#### The task:
A complete and exact copy of the entries below is the expected result.

-- Record extracts follows --

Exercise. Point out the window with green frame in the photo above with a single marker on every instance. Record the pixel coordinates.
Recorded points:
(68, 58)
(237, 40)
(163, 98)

-- Record extracts concluded --

#### Written solution:
Exercise. Point out the window with green frame in the photo above with a single marker on every instance. Record the pixel coordinates.
Recorded points:
(68, 58)
(237, 40)
(163, 98)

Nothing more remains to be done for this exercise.